### Assignment
Retype the entries exactly, but skip the pictures.

### Referring expression data
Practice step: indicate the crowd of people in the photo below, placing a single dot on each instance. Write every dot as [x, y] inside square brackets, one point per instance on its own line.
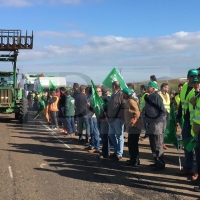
[122, 110]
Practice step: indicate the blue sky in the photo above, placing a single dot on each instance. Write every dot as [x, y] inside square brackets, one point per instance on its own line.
[90, 37]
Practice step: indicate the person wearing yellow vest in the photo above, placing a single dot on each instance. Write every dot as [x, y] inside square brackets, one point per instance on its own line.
[154, 79]
[142, 105]
[53, 109]
[177, 97]
[193, 97]
[183, 111]
[142, 99]
[164, 88]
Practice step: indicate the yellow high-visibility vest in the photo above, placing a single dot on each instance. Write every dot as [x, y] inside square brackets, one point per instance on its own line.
[190, 95]
[165, 102]
[142, 101]
[183, 98]
[196, 117]
[177, 99]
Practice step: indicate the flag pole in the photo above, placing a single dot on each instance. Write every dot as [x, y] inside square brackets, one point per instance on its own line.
[179, 153]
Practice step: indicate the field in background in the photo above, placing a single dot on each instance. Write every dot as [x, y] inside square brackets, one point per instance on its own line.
[173, 84]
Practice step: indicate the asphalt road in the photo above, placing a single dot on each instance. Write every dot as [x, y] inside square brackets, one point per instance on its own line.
[37, 164]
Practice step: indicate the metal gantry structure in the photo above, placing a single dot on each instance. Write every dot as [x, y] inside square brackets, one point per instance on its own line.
[11, 41]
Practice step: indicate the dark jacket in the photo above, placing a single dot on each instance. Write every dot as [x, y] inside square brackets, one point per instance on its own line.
[132, 110]
[187, 114]
[62, 100]
[154, 108]
[80, 104]
[104, 111]
[69, 106]
[75, 93]
[116, 107]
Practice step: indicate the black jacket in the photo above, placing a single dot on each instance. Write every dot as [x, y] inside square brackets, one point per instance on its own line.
[154, 108]
[80, 105]
[116, 107]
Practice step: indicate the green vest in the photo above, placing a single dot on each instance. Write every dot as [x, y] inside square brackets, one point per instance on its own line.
[166, 103]
[177, 99]
[196, 117]
[142, 101]
[183, 98]
[190, 95]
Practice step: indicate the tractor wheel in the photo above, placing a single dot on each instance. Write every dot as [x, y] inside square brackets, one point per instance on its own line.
[23, 115]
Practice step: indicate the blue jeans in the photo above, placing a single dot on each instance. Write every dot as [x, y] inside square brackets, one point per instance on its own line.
[116, 133]
[94, 132]
[70, 124]
[197, 152]
[81, 121]
[186, 133]
[103, 129]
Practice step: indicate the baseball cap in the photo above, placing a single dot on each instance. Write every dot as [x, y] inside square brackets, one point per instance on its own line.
[195, 80]
[152, 84]
[127, 91]
[193, 72]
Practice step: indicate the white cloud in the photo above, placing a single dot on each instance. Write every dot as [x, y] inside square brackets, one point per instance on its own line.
[67, 34]
[172, 55]
[16, 3]
[27, 3]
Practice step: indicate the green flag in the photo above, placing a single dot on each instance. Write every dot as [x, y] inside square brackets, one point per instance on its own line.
[181, 122]
[190, 143]
[114, 75]
[51, 86]
[170, 136]
[42, 105]
[40, 89]
[98, 103]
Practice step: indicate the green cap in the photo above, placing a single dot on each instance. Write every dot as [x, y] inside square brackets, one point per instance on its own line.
[195, 80]
[152, 84]
[193, 72]
[127, 91]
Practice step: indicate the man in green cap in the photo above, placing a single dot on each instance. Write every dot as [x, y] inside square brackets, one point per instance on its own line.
[183, 111]
[133, 124]
[115, 114]
[154, 116]
[193, 97]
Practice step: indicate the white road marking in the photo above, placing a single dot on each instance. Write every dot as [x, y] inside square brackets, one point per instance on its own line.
[10, 172]
[53, 133]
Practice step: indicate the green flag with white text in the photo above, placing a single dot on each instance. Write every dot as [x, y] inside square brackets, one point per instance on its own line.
[51, 86]
[170, 136]
[114, 75]
[40, 89]
[98, 103]
[190, 143]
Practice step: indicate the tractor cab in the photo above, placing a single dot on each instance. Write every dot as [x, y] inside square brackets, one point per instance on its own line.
[6, 79]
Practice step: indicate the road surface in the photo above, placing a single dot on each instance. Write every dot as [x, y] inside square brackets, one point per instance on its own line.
[37, 164]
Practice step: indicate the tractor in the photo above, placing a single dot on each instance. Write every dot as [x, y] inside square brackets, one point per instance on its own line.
[12, 98]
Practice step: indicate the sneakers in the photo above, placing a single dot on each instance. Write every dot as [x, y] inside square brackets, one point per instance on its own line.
[195, 177]
[184, 172]
[63, 131]
[132, 163]
[165, 147]
[152, 165]
[93, 151]
[156, 168]
[113, 156]
[197, 188]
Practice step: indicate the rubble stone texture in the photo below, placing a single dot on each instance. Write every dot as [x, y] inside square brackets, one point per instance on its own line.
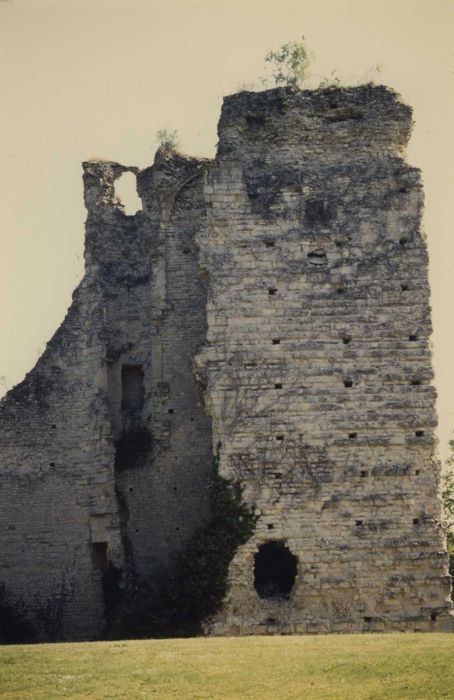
[273, 305]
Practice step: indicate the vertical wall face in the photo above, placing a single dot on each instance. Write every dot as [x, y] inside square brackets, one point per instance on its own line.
[318, 364]
[105, 447]
[155, 327]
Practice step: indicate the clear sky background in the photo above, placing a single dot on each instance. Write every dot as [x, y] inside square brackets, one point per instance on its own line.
[97, 78]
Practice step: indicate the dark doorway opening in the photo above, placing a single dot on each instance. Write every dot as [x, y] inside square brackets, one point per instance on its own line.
[132, 389]
[275, 570]
[99, 555]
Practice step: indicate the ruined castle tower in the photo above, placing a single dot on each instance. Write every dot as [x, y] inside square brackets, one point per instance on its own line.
[271, 306]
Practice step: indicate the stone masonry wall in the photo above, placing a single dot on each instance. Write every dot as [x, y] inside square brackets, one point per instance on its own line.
[87, 480]
[282, 290]
[318, 364]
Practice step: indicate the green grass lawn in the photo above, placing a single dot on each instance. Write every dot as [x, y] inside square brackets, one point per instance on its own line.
[332, 667]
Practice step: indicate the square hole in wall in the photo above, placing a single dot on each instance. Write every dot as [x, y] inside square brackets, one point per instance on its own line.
[99, 555]
[132, 389]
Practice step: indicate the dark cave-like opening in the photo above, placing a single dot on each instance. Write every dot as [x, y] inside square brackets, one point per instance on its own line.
[275, 570]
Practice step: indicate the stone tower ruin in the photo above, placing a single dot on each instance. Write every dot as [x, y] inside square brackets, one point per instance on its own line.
[271, 305]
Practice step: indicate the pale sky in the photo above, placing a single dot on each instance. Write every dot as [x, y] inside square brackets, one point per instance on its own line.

### Expected answer
Practice step: indicate the crowd of people in the photo below, placing a single dot on each instance. Write every dot as [x, y] inside square brackets, one point per instance on its own line.
[122, 110]
Practice step: indicate the blue sky in the photo above, placing a single dot on each instance. Write every dot as [x, y] inside square brackets, one point per instance on its own line.
[90, 37]
Practice step: indicate the person wearing yellow vest in the photo above, placing a single dot on each instance. Write every dot as [x, y] inside square brackets, one point per instance on its own line.
[154, 79]
[142, 105]
[53, 109]
[177, 97]
[193, 97]
[183, 111]
[142, 99]
[164, 88]
Practice step: indicate the yellow high-visibility vest in the photo above, placing a single dot on each instance. Write every dot as [x, y] inside square brackets, one point per instance on its own line.
[190, 95]
[165, 102]
[142, 101]
[183, 98]
[196, 117]
[177, 99]
Practice step: indicate the flag pole in the photo above, placing a single dot on each instance. Write every dot as [x, y] inside square brackets, one point per instance on its own line.
[179, 153]
Practice step: indicate the field in background in the photo above, placing a single dot on each instance. Write every dot as [x, y] inside square brackets, one point per instance on its own line.
[173, 84]
Practice step: indicate the asphalt road in the photo above, placing a single dot on each instance. Write every dot as [x, y] inside square brackets, one point per instance on its own line.
[37, 164]
Practice step: indicate the metal gantry structure in the photo above, placing a single dot on each instance. Write every dot as [x, y] inside square brackets, one point per instance on its own line.
[11, 41]
Practice step: indicate the dark jacket in the photo above, placing a single dot on each instance. Write every dot as [x, y] inside square brackets, one point per instance on its own line.
[132, 110]
[187, 114]
[62, 100]
[154, 108]
[80, 104]
[104, 111]
[69, 106]
[75, 93]
[116, 107]
Practice step: indicate the black jacket in the photo above, placing a single dot on each instance. Write every dot as [x, y] inside square brackets, one point per instance on its own line.
[154, 108]
[80, 105]
[116, 107]
Practice step: indicate the green vest in the photo above, placing a single dot on each instance. Write every dot as [x, y] inside square brackets, one point per instance on its own line.
[166, 103]
[177, 99]
[196, 117]
[142, 101]
[183, 98]
[190, 95]
Practice step: indicate the tractor wheel in the photo above, placing a single dot on each instance. Write every dot as [x, y] inside square brackets, one point per instance on its own line.
[23, 115]
Practice step: indicate the blue jeans in the photo above, placing a single dot on each instance. Write every dot as [x, y] inside square brackets, one point per instance on its own line.
[116, 133]
[94, 132]
[70, 124]
[197, 152]
[81, 121]
[186, 133]
[103, 129]
Practice step: indicate the baseball cap in the photo above, placing a single dot on each instance. Write every dot as [x, y] inside square brackets, one point per instance on its own line.
[195, 80]
[152, 84]
[127, 91]
[193, 72]
Practice step: indicate the white cloud in the photo above, placing a single dot on each instance. Write every dot as [x, y] inside square brackets, one point per instance on its own line.
[67, 34]
[172, 55]
[16, 3]
[27, 3]
Practice step: indicate the green flag in the photo above, placing a single dot on each instance. Write every dot as [x, y] inside square brackets, one point per instance on its own line.
[181, 122]
[190, 143]
[114, 75]
[51, 86]
[170, 136]
[42, 105]
[40, 89]
[98, 103]
Practice step: indicate the green cap in the photo above, placing a single dot on each instance. Write every dot as [x, y] inside square brackets, one point per instance on its own line.
[195, 80]
[152, 84]
[193, 72]
[127, 91]
Practice step: indicate the man in green cap in the photo above, placing a single dot on each instance. Write every dot as [x, y] inside square brackets, one point per instance on its own line.
[183, 111]
[133, 124]
[115, 114]
[154, 116]
[193, 97]
Practice step: indicate the white road marking in the photo above, placing a single dot on each instance. Write every dot as [x, y] inside square brackets, one point per instance on its own line.
[10, 172]
[53, 133]
Practice step: indicate the green flag with white text in the photo above, placing a single dot on each instance. Write every dot as [x, y] inside square brackets, one point per instance on its own line.
[51, 86]
[170, 136]
[114, 75]
[40, 89]
[98, 103]
[190, 143]
Practice step: indicate the tractor cab in the photo above, placing a single dot on each instance. Write every dot as [x, y] inside square brackets, one point per instance on its own line.
[6, 79]
Practice step: indicate the road surface in the photo above, placing a single dot on each instance. Write every dot as [x, y] inside square brackets, one point per instance on its own line.
[37, 164]
Practice step: indicate the tractor in the photo above, placing a single dot on each instance. Write every dot as [x, y] inside square brackets, one point per instance on its own line.
[12, 98]
Practice step: indicate the sneakers in the photo above, placing a single dot on each instance. Write every dot as [x, y] inside square brackets, one point per instance on its own line.
[195, 177]
[184, 172]
[63, 131]
[132, 163]
[165, 147]
[152, 165]
[93, 151]
[156, 168]
[113, 156]
[197, 188]
Practice step: indicate the rubble stone texture in the photo below, placing a single dot on each instance. Write every dot as [x, y] inside square brackets, one point per instance on its own line.
[273, 305]
Practice step: indicate the vertical wall face in the photo above, placing a single dot on each instance. Write every dot as [x, y] inside square brackets, one point per instance on its own line.
[318, 364]
[105, 447]
[155, 327]
Practice step: indicate the clear sky background in the photo above, placing a single dot on each instance. Write every dot as [x, y] inside square brackets, one point per instance on its own line.
[97, 78]
Practice step: indicate the dark doorway opening in the photo above, placing a single dot on each instance. Write every dot as [x, y] inside square brackets, one point per instance on its own line.
[132, 389]
[275, 570]
[99, 555]
Practice step: indicate the ruined castle tower in the photo above, placing a single dot on each instance. Write every dot as [x, y] inside square brackets, one point per instance on its own line.
[271, 306]
Practice step: indicate the stone masonry wall in the photo above, placing a single dot on each instance. Write every dot as [x, y] inside square brackets, one point per instance on its own line.
[87, 480]
[282, 290]
[318, 364]
Practice step: indicate the green grass lawn in the photo above, placing a single dot on each instance. Write every dot as [x, y] inside square brackets, one point per instance on its own line.
[332, 667]
Practice step: indicate the square hole in wall in the photo above, placing a single dot on each instance. Write every dot as [x, y] inside square brackets, one point per instance on its own line.
[99, 555]
[132, 389]
Practice step: indicate the dark cave-like opening in the photo above, placing a single dot on each instance. Write every dot as [x, y] inside square brackets, one point per instance on its own line.
[275, 570]
Practice step: indicate the stone tower ruin in the photo above, placing a single dot on each instance. Write every dot as [x, y] inside square brackets, one point per instance on its own line.
[271, 305]
Practice step: indicate the pale sky in the photo above, placing a single dot on each instance. Write every dot as [x, y] inside square brackets, one point per instance on its own line.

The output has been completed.